● **TASK DIRECTIONS**: Using the listing below, retype exactly the lines starting at the one with "Check that every instance of the wet" and ending at the one with "Check that every instance of the green", and include both.

● **DATA FOR PROCESSING**:
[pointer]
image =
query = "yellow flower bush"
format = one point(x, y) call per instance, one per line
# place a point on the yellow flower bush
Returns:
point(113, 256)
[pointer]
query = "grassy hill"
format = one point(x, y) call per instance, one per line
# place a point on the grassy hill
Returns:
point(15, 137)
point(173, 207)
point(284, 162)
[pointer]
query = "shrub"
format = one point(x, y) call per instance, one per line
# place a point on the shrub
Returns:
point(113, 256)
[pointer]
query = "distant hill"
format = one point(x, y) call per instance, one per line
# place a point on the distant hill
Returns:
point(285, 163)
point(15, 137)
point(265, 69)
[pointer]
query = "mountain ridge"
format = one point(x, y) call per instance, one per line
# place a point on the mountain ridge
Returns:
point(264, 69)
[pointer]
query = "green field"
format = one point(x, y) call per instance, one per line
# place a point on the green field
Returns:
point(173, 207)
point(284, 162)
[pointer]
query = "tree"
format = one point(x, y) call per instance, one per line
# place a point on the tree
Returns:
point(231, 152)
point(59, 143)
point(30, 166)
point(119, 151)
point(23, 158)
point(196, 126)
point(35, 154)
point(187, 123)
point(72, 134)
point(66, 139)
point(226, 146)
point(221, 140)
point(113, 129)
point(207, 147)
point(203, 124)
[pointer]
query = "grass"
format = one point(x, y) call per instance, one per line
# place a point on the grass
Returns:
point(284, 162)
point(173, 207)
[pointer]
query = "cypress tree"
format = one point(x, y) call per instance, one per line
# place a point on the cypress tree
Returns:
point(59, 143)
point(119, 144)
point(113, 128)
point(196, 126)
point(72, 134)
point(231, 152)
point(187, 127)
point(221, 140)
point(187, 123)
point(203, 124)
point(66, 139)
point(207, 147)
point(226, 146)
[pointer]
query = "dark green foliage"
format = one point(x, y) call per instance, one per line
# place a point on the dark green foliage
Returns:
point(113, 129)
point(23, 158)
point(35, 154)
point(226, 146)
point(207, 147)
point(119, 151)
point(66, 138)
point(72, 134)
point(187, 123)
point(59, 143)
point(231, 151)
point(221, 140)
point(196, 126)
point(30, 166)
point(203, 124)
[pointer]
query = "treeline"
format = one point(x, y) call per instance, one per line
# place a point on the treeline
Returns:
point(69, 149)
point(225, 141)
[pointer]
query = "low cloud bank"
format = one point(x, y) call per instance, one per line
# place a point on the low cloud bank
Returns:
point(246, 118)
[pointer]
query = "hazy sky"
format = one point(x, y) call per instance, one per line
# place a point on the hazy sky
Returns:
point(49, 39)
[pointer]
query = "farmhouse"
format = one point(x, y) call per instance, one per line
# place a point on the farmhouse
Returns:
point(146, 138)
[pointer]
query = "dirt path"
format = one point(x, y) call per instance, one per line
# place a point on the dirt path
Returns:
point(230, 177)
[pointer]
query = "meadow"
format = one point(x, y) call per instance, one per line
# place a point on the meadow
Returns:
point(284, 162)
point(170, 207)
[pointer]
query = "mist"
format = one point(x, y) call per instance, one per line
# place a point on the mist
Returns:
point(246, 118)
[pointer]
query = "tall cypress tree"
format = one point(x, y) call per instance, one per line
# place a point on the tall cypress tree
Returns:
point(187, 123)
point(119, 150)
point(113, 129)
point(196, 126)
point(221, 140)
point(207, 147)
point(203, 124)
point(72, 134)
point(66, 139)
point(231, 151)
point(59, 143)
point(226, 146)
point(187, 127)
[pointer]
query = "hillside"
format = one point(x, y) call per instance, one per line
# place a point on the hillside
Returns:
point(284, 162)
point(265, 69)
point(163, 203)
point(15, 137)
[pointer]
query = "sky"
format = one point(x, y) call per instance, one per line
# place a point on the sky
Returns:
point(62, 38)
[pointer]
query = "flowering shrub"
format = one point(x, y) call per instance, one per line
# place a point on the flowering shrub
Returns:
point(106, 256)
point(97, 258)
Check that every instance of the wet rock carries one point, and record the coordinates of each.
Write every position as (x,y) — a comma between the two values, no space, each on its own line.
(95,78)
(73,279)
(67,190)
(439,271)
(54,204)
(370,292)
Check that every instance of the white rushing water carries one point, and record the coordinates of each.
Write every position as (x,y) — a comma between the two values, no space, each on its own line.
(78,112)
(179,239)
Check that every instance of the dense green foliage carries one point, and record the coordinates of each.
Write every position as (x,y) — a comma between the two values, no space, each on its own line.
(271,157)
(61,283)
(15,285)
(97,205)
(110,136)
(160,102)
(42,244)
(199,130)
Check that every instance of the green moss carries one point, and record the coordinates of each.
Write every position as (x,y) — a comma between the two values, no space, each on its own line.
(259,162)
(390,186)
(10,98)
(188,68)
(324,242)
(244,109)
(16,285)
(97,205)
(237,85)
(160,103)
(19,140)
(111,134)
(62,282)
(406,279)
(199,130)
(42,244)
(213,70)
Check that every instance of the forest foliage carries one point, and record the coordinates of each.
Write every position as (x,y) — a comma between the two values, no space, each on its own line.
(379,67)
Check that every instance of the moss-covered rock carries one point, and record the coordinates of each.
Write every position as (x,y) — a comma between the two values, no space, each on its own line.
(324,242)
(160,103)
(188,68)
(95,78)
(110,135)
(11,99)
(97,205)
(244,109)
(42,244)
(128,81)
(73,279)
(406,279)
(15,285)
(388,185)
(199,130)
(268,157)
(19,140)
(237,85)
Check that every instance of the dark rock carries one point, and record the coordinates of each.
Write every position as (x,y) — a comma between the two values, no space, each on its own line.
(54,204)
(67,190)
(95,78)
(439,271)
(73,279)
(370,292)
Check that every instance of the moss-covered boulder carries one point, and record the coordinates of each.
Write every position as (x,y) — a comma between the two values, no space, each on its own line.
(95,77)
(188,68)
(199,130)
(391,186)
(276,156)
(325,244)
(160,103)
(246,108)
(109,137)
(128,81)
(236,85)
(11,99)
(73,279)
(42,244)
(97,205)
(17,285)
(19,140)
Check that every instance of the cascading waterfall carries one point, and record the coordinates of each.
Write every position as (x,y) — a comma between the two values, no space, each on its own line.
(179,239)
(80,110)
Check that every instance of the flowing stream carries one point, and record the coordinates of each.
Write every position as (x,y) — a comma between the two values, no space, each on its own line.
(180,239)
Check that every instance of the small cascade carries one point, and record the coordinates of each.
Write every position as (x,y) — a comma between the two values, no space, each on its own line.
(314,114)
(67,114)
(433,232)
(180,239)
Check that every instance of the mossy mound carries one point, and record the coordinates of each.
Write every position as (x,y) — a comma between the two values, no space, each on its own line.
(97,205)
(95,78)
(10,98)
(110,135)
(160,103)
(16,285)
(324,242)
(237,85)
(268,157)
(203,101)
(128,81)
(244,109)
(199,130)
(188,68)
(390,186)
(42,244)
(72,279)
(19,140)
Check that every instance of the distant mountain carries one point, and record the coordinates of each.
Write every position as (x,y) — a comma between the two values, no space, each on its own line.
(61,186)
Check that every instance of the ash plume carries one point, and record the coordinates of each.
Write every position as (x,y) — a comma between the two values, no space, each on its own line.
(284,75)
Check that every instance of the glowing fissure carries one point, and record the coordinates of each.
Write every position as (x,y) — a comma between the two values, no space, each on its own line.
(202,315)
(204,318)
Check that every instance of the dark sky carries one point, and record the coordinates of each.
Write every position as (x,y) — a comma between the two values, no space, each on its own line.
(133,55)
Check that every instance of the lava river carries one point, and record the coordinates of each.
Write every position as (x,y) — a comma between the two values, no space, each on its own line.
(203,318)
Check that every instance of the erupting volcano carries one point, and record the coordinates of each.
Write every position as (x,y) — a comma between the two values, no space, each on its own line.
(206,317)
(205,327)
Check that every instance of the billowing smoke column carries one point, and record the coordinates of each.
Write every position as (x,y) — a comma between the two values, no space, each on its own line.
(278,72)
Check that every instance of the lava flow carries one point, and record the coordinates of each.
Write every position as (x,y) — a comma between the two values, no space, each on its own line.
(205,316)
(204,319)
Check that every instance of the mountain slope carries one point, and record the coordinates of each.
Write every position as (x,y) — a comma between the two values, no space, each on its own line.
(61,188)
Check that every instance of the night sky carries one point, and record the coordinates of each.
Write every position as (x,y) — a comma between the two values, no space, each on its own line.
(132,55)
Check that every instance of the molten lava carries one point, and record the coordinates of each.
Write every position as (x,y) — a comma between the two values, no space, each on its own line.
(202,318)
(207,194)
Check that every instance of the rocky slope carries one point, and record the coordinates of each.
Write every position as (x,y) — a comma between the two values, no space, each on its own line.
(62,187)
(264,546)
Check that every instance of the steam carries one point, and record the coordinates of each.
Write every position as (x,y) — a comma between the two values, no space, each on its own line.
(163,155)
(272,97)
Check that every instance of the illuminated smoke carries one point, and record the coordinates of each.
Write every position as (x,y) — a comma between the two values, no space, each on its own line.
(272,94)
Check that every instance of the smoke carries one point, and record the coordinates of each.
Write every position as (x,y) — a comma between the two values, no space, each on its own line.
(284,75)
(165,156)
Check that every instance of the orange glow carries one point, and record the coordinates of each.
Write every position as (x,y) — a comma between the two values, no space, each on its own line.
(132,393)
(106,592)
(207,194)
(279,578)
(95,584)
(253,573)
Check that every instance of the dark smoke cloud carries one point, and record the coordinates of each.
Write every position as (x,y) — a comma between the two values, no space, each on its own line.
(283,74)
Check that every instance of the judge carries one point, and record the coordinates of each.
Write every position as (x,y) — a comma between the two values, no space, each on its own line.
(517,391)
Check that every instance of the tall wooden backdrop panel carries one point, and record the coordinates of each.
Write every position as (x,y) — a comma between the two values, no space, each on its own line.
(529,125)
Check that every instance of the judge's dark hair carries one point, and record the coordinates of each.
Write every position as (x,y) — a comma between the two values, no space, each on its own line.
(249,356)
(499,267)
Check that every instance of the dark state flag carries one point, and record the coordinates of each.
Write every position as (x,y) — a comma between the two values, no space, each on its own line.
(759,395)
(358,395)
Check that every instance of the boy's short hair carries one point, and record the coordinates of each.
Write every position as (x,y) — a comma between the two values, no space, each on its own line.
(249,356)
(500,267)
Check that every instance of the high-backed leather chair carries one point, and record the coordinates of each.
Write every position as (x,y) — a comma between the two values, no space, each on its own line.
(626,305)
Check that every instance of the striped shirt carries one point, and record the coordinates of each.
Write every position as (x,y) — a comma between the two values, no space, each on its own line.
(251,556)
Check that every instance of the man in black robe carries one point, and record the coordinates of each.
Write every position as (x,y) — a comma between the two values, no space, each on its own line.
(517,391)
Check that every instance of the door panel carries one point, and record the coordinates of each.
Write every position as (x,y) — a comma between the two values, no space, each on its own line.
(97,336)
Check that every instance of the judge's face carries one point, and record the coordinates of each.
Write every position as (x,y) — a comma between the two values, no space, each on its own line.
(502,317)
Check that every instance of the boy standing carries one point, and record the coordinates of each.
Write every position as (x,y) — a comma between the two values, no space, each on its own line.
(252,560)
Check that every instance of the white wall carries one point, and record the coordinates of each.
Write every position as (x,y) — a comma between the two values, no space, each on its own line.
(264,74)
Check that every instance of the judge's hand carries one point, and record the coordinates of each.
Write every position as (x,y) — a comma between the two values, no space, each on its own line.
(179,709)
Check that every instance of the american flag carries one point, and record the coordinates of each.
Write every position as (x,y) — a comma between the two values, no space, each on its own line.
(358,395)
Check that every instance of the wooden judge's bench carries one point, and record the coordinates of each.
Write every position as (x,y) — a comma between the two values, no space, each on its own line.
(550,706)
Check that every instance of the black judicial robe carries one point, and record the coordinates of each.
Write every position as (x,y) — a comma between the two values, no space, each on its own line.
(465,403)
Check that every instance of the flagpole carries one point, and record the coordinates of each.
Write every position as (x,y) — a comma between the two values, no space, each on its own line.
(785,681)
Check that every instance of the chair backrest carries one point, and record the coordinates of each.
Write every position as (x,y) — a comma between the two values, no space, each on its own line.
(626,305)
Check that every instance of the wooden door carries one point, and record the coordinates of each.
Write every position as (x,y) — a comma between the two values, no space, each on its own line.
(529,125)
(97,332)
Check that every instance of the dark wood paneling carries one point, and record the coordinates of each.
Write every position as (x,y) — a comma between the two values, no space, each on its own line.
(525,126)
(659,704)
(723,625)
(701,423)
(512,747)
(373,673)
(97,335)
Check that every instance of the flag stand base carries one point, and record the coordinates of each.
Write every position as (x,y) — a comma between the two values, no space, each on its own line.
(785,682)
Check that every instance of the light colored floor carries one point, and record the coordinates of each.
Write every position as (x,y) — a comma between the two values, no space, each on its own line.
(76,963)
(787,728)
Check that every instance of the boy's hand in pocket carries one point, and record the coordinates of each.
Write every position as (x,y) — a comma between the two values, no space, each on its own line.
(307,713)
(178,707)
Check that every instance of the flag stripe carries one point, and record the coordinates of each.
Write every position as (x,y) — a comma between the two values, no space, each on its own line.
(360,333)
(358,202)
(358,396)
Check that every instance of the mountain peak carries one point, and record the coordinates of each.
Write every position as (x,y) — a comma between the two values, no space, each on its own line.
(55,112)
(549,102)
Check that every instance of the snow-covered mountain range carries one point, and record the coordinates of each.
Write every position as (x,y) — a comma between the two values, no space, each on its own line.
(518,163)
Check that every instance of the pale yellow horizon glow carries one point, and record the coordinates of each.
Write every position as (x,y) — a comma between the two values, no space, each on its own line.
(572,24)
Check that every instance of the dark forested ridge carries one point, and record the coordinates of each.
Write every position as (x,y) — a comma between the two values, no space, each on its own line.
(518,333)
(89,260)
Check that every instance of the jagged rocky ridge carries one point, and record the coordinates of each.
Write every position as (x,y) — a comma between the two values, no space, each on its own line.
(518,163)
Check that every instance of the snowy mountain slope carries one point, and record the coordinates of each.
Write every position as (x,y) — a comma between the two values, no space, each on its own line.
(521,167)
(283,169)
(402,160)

● **ANSWER SPACE**:
Check that every instance of the wet rock carries one point, and record the coordinates of each.
Write every position as (x,y) — a comma between the two values, no space, each on its own line.
(95,78)
(73,279)
(67,190)
(439,271)
(54,204)
(370,292)
Check that every instance of the white rushing water carries one point, and record the coordinates of each.
Write every position as (x,y) — a comma between the two values, no space, each on its own line.
(78,112)
(179,239)
Check that every instance of the dense green foliage carries one point, and record the coordinates of each.
Write every position as (x,y) — a comma between the two values, no space, each on its own line.
(271,157)
(61,283)
(15,285)
(97,205)
(110,136)
(160,102)
(42,244)
(199,130)
Check that every instance of the green moss carries one point, and record the coordinates of each.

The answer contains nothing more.